Location annotation dataset excerpts
↓

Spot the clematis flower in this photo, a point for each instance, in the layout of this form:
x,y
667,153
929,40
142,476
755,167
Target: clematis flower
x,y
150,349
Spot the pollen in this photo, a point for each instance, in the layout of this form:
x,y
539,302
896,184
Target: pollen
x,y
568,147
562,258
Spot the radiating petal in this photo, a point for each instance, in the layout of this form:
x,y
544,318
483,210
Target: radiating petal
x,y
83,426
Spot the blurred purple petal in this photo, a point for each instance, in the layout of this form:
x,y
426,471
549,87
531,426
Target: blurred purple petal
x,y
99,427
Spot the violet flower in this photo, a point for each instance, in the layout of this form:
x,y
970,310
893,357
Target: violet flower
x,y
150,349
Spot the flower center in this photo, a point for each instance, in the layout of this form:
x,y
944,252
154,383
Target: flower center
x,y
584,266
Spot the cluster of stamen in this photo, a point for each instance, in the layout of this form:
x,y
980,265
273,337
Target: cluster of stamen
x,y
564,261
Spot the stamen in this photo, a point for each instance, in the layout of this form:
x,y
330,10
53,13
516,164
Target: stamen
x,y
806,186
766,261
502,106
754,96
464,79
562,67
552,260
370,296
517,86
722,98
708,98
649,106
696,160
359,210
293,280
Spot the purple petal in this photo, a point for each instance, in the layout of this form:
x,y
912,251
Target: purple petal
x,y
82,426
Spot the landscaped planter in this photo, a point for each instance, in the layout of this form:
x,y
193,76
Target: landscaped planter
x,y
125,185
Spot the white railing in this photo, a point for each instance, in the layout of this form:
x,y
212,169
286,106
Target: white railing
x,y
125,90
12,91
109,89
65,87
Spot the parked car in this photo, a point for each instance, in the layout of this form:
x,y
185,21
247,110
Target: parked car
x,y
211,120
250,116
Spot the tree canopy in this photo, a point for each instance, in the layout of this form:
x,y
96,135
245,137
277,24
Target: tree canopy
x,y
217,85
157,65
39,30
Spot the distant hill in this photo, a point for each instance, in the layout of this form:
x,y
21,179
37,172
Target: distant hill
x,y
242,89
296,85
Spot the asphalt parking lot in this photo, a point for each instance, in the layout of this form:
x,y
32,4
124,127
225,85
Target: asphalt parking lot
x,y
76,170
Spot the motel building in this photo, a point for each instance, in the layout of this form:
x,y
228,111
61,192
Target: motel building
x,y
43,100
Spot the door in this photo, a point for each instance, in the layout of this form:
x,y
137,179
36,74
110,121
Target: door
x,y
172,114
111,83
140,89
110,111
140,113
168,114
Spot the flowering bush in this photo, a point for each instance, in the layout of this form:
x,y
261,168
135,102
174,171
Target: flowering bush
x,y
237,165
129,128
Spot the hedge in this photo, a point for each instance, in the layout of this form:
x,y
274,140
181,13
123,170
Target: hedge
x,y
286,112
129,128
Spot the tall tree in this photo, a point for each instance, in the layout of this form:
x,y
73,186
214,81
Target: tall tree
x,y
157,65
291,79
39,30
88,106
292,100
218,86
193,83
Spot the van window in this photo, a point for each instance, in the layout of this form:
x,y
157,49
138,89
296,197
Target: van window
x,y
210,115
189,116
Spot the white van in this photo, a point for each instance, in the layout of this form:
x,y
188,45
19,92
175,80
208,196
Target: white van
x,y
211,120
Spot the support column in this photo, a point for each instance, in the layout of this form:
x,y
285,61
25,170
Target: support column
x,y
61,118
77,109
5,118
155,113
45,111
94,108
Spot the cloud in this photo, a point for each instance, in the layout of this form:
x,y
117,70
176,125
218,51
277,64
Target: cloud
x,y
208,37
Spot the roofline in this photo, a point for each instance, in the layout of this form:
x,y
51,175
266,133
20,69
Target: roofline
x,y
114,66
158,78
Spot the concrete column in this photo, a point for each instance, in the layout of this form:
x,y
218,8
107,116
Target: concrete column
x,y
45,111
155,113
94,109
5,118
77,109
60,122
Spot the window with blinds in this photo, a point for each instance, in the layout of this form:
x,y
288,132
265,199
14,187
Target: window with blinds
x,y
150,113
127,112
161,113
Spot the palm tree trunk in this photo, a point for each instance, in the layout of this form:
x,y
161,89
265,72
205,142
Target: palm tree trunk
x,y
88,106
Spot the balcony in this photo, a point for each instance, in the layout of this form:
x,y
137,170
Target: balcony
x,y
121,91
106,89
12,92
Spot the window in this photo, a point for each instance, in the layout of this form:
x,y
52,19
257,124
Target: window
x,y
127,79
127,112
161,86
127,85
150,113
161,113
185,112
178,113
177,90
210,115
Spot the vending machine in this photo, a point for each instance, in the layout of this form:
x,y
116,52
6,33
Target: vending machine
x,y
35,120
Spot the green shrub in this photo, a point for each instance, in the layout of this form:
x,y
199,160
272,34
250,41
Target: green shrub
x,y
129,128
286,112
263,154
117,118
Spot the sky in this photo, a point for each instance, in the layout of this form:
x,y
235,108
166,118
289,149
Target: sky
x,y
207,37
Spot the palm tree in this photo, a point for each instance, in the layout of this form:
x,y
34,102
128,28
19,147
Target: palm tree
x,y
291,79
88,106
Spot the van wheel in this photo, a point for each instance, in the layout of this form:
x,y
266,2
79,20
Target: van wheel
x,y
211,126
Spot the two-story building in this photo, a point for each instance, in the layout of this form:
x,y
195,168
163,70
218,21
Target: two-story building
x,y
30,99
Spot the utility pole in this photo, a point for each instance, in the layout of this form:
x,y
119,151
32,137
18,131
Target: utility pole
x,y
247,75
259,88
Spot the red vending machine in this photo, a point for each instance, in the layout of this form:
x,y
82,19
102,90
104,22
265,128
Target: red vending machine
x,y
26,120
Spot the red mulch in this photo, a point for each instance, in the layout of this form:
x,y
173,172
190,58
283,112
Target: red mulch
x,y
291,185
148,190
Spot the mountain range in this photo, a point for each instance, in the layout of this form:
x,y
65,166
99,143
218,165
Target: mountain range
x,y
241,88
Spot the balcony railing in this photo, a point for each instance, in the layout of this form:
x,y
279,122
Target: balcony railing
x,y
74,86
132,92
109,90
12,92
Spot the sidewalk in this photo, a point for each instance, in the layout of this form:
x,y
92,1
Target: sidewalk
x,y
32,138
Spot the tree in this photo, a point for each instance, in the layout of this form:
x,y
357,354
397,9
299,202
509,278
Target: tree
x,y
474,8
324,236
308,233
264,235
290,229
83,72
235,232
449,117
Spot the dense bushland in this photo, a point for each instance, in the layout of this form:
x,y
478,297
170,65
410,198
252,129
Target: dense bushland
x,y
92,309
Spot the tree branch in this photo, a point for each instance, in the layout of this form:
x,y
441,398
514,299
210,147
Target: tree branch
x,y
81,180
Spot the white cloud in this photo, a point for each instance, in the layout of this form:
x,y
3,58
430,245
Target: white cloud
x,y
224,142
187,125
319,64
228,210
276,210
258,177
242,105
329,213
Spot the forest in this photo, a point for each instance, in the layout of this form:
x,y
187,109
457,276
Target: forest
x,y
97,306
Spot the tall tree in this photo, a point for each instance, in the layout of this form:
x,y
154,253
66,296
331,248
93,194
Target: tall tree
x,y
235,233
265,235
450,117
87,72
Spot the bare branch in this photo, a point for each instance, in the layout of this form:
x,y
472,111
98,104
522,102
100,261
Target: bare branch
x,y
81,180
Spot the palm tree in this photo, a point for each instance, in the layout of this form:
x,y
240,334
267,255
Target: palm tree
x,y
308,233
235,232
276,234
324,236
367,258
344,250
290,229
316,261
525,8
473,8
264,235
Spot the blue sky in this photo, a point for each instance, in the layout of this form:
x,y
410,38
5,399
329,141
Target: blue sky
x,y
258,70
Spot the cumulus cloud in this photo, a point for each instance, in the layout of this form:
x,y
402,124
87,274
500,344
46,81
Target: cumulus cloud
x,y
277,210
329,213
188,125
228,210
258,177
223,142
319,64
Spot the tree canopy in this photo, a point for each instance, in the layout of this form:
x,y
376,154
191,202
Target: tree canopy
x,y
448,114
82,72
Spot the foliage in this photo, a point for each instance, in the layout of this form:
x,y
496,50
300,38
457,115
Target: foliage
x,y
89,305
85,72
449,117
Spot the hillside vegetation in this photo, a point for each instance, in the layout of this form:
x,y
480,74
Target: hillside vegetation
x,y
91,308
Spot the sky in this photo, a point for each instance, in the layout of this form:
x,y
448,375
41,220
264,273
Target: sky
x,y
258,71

↑

* **Goal**: Convert the listing lines from the one containing "Spot the blue" through the end of the listing, inclusive, into a JSON list of strings, one string per line, omitting blank lines.

* **Worked answer**:
[
  "Spot the blue sky in this photo, a point for each instance, in the layout of this form:",
  "x,y",
  "410,38",
  "5,399",
  "329,141",
  "Target: blue sky",
  "x,y",
  "258,70",
  "Spot the cumulus cloud in this photo, a point for each instance, in the layout of this form:",
  "x,y",
  "402,124",
  "87,274",
  "500,344",
  "46,81",
  "Target: cumulus cloud",
  "x,y",
  "277,210",
  "329,213",
  "188,125",
  "228,210",
  "258,177",
  "223,142",
  "319,64",
  "Spot the tree canopy in this photo, a point for each instance, in the layout of this form:",
  "x,y",
  "376,154",
  "191,202",
  "Target: tree canopy",
  "x,y",
  "448,114",
  "82,72",
  "Spot the foliage in this photo, a point for each instance, in the layout of this form:",
  "x,y",
  "496,50",
  "300,38",
  "457,115",
  "Target: foliage",
  "x,y",
  "89,305",
  "85,72",
  "449,117",
  "Spot the hillside vegetation in this photo, a point for each instance, in the layout of this form:",
  "x,y",
  "480,74",
  "Target: hillside vegetation",
  "x,y",
  "91,308",
  "Spot the sky in this photo, a point for each instance, in the layout of this form:",
  "x,y",
  "448,375",
  "41,220",
  "264,273",
  "Target: sky",
  "x,y",
  "258,71"
]